Please copy the entries below, replacing every "provided image" with "given image" and leaving everything else unchanged.

▸ Available data:
--
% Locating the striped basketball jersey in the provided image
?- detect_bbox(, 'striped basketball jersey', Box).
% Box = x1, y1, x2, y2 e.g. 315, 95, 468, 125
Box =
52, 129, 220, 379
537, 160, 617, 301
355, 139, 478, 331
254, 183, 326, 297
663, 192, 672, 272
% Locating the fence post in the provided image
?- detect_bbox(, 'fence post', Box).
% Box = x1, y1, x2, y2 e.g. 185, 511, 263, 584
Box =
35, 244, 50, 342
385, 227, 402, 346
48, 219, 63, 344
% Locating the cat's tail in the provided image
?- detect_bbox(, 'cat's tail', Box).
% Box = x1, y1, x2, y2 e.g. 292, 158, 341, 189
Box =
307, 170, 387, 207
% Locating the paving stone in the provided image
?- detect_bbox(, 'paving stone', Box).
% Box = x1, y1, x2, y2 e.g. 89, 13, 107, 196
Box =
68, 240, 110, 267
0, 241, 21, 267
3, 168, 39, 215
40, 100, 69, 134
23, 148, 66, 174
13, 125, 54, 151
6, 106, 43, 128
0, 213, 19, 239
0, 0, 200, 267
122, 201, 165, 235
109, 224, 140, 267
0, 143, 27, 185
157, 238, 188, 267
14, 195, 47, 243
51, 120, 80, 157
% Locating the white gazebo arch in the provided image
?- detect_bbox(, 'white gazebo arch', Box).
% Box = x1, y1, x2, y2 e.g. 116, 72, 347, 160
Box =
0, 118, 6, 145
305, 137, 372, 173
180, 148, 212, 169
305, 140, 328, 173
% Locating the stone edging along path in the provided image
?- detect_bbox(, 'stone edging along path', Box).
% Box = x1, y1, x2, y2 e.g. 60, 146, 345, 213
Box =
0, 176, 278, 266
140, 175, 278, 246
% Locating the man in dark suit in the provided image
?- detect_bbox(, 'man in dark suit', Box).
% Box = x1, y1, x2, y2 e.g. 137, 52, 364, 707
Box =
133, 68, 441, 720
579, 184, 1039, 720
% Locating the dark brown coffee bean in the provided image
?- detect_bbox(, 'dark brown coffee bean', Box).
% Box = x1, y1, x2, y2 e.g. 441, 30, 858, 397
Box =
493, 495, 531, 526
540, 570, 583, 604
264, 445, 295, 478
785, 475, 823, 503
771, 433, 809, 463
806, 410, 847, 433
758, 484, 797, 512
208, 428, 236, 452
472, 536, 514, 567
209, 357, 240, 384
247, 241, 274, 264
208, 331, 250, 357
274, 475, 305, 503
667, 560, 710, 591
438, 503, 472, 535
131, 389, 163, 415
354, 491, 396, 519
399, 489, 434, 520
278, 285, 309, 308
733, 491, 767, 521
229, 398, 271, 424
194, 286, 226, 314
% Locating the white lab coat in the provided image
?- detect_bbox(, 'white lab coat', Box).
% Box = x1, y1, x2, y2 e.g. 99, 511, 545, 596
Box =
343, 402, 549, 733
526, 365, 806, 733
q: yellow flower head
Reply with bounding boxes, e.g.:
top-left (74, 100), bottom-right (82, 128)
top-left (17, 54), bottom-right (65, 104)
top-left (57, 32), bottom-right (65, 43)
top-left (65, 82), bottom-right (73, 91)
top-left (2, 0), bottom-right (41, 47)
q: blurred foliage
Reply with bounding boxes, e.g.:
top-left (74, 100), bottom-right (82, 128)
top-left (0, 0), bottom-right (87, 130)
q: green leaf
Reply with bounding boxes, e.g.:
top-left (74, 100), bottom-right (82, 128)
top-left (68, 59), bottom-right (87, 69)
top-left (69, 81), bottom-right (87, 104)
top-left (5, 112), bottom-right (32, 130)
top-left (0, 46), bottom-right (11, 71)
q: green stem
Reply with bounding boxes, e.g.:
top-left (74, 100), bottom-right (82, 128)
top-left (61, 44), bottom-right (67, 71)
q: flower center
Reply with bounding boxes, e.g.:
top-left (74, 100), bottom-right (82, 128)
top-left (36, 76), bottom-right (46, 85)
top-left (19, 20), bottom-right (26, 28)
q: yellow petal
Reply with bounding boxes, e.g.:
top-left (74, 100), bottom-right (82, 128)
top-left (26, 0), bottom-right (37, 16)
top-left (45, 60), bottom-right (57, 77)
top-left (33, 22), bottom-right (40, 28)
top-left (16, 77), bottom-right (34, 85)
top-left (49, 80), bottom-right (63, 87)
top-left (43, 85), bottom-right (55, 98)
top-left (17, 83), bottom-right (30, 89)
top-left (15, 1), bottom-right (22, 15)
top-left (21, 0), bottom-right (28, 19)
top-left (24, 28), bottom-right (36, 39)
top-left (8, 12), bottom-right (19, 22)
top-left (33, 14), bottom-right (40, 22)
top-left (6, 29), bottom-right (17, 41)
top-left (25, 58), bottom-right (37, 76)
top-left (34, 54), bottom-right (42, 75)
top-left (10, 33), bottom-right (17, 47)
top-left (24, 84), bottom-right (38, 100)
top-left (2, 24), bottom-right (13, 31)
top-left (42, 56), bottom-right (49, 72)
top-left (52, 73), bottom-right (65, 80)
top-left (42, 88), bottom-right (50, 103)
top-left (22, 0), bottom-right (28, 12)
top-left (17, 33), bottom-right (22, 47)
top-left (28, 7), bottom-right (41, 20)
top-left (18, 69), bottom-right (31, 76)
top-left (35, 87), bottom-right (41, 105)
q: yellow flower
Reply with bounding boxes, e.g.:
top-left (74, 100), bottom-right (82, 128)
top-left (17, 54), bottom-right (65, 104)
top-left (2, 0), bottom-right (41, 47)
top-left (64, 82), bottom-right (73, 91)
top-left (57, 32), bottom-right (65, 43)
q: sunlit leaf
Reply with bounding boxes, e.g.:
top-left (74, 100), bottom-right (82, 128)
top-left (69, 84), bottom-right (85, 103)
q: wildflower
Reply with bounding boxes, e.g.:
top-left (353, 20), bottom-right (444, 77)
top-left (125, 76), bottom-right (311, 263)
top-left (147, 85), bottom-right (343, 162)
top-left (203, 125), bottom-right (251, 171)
--
▸ Task answer:
% Locating the striped basketball jersey in the given image
?- detect_bbox(, 'striped basketball jersey', Box).
% Box = x1, y1, x2, y2 e.g. 315, 95, 468, 125
Box =
52, 129, 220, 379
537, 160, 617, 301
355, 139, 478, 331
254, 183, 326, 297
663, 192, 672, 272
% Locating the fence post in the given image
?- detect_bbox(, 'fence post', Box).
% Box = x1, y1, x2, y2 e.g. 185, 511, 263, 584
Box =
35, 244, 50, 342
385, 227, 402, 346
48, 219, 63, 344
% Locating the cat's tail in the given image
?- detect_bbox(, 'cat's tail', Box).
% Box = x1, y1, x2, y2 e.g. 292, 158, 341, 189
Box =
307, 170, 387, 207
% Locating the paving stone in the given image
?- detect_bbox(, 'paving stone', Box).
% Box = x1, y1, x2, y2 e.g. 89, 13, 107, 196
Box =
68, 240, 110, 267
0, 241, 21, 267
3, 168, 39, 215
40, 100, 69, 134
23, 148, 66, 174
13, 125, 54, 151
6, 106, 43, 128
0, 213, 19, 239
0, 0, 200, 267
122, 201, 165, 235
109, 224, 140, 267
0, 143, 27, 185
157, 238, 188, 267
14, 195, 47, 243
51, 120, 80, 157
% Locating the white gazebo arch in the given image
?- detect_bbox(, 'white gazebo arch', Box).
% Box = x1, y1, x2, y2 e.g. 116, 72, 347, 160
Box =
0, 118, 6, 145
305, 137, 372, 173
180, 148, 212, 169
305, 140, 328, 173
% Locating the stone edging along path in the given image
?- detect_bbox(, 'stone edging along path', Box).
% Box = x1, y1, x2, y2 e.g. 60, 146, 345, 213
Box =
0, 176, 278, 266
140, 175, 278, 246
% Locating the man in dark suit in the given image
?- detect_bbox(, 'man in dark suit', Box).
% Box = x1, y1, x2, y2 e.g. 137, 52, 364, 707
Box =
133, 68, 441, 720
579, 184, 1039, 720
% Locating the dark brown coffee bean in the given image
?- detect_bbox(, 'dark brown coffee bean', Box).
% Box = x1, y1, x2, y2 e.g. 441, 30, 858, 397
Box =
493, 495, 531, 526
540, 570, 583, 604
264, 445, 295, 478
785, 475, 823, 503
771, 433, 809, 463
806, 410, 847, 433
758, 484, 797, 512
208, 428, 236, 452
472, 536, 514, 567
209, 357, 240, 384
247, 241, 274, 264
208, 331, 250, 357
274, 475, 305, 503
667, 560, 710, 591
438, 503, 472, 535
131, 389, 163, 415
354, 491, 396, 519
399, 489, 434, 520
278, 285, 309, 308
733, 491, 767, 521
229, 398, 271, 424
194, 286, 226, 314
% Locating the white lab coat in the given image
?- detect_bbox(, 'white lab coat', Box).
% Box = x1, y1, x2, y2 e.g. 99, 511, 545, 596
Box =
343, 402, 549, 733
526, 365, 806, 733
q: yellow flower head
Reply with bounding boxes, e.g.:
top-left (74, 100), bottom-right (82, 128)
top-left (17, 54), bottom-right (65, 104)
top-left (57, 32), bottom-right (65, 43)
top-left (65, 82), bottom-right (73, 91)
top-left (2, 0), bottom-right (41, 47)
q: blurred foliage
Reply with bounding boxes, e.g.:
top-left (74, 100), bottom-right (82, 128)
top-left (0, 0), bottom-right (87, 130)
q: green leaf
Reply with bounding boxes, e.g.:
top-left (74, 100), bottom-right (82, 128)
top-left (68, 59), bottom-right (87, 69)
top-left (69, 81), bottom-right (87, 104)
top-left (5, 112), bottom-right (32, 130)
top-left (0, 46), bottom-right (11, 71)
q: green stem
Reply with bounding boxes, e.g.:
top-left (74, 100), bottom-right (82, 128)
top-left (61, 44), bottom-right (67, 71)
q: flower center
Reply with bounding boxes, e.g.:
top-left (74, 100), bottom-right (82, 128)
top-left (36, 76), bottom-right (46, 85)
top-left (19, 20), bottom-right (26, 28)
q: yellow petal
Reply with bounding boxes, e.g.:
top-left (74, 100), bottom-right (82, 128)
top-left (26, 0), bottom-right (37, 16)
top-left (45, 60), bottom-right (57, 77)
top-left (33, 22), bottom-right (40, 28)
top-left (16, 77), bottom-right (34, 85)
top-left (49, 80), bottom-right (63, 87)
top-left (43, 85), bottom-right (55, 98)
top-left (17, 83), bottom-right (30, 89)
top-left (15, 1), bottom-right (22, 15)
top-left (21, 0), bottom-right (28, 19)
top-left (24, 28), bottom-right (36, 39)
top-left (8, 12), bottom-right (19, 22)
top-left (33, 14), bottom-right (40, 22)
top-left (6, 29), bottom-right (17, 41)
top-left (25, 58), bottom-right (37, 76)
top-left (34, 54), bottom-right (42, 75)
top-left (10, 33), bottom-right (17, 47)
top-left (24, 84), bottom-right (38, 100)
top-left (2, 24), bottom-right (13, 31)
top-left (42, 56), bottom-right (49, 72)
top-left (52, 73), bottom-right (65, 80)
top-left (42, 88), bottom-right (50, 103)
top-left (22, 0), bottom-right (28, 12)
top-left (17, 33), bottom-right (22, 47)
top-left (28, 7), bottom-right (41, 20)
top-left (18, 69), bottom-right (31, 76)
top-left (35, 87), bottom-right (41, 105)
q: yellow flower
Reply with bounding boxes, e.g.:
top-left (74, 100), bottom-right (82, 128)
top-left (17, 54), bottom-right (65, 104)
top-left (2, 0), bottom-right (41, 47)
top-left (64, 82), bottom-right (73, 91)
top-left (57, 32), bottom-right (65, 43)
q: sunlit leaf
Reply with bounding boxes, e.g.:
top-left (74, 100), bottom-right (82, 128)
top-left (69, 84), bottom-right (85, 103)
q: wildflower
Reply with bounding boxes, e.g.:
top-left (353, 20), bottom-right (444, 77)
top-left (125, 76), bottom-right (311, 263)
top-left (147, 85), bottom-right (343, 162)
top-left (203, 125), bottom-right (251, 171)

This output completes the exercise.